• [What to work on]:
**A.** In the passage about kids and social media, write out the portion starting with "Gripes, moans, complaints, half" and going on through "online and off.".
**B.** In the passage about kids and social media, whose account are the girls told they can't post the video on?

• [Selected text]:
--------------------------------------------------

But everyone else does it!

The video is made and the children are ready to post it.  “No girls you can’t post that on mom’s work account.”  “Okay we will make our own! ” Which is followed by the discussion that you are too young to make your own according to (insert social media tool here ) rules.  “But other kids do it! My friends all have accounts!” Followed by more pouty faces, flounces and bounces to their room.  However, in a few years I’m sure that flounce and bounce will be followed by a text message, status update, tweet – or whatever it may be called in about 3 years – that “My mom is so mean!” or a similar type comment.  Which leads to the next way that technology makes parenting harder.

Gripes, moans, complaints, half -truths and untruths (lies) 

Now, I admit, I’m a “mean mommy” quite frequently, if that’s what it takes to get the job done. But do children really need one more place to complain about how horrible their life is since mom (or dad) made them do their homework or grounded them from this weekend’s fun?  But that’s just the sugar in the cupcake of all this bit$#ing and moaning.  Next is how mean their teachers are.  How they hate the kid next door. It graduates to making fun of someone because they are different  And, it snowballs from there into lies, cyber bulling and fighting online and off.

--------------------------------------------------

• [Listing]:
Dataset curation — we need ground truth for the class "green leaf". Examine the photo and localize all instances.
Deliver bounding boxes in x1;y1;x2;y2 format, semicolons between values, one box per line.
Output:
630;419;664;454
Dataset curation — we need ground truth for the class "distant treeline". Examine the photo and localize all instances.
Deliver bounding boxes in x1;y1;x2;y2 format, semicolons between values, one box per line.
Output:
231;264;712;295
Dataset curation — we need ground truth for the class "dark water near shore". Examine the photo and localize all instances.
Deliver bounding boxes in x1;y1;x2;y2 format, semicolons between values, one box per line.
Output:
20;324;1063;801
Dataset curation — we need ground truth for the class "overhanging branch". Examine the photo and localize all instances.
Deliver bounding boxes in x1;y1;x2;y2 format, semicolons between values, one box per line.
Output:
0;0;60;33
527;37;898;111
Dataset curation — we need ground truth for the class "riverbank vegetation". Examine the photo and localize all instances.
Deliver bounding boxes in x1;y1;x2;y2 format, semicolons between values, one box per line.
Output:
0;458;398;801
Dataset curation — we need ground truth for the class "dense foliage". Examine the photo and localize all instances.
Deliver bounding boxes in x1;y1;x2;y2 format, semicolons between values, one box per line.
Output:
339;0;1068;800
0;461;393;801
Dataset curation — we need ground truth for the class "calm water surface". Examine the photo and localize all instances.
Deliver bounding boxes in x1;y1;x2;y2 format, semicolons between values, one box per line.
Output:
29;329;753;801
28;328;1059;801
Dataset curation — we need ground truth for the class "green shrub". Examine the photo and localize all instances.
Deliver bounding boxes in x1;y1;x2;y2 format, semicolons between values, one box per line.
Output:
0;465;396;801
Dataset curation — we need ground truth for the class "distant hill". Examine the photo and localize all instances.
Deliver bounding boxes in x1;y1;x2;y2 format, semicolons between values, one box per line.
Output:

--------------------------------------------------

• [Answers for the exercise]:
**A.**
Gripes, moans, complaints, half -truths and untruths (lies) 

Now, I admit, I’m a “mean mommy” quite frequently, if that’s what it takes to get the job done. But do children really need one more place to complain about how horrible their life is since mom (or dad) made them do their homework or grounded them from this weekend’s fun?  But that’s just the sugar in the cupcake of all this bit$#ing and moaning.  Next is how mean their teachers are.  How they hate the kid next door. It graduates to making fun of someone because they are different  And, it snowballs from there into lies, cyber bulling and fighting online and off.

**B.** Mom's work account.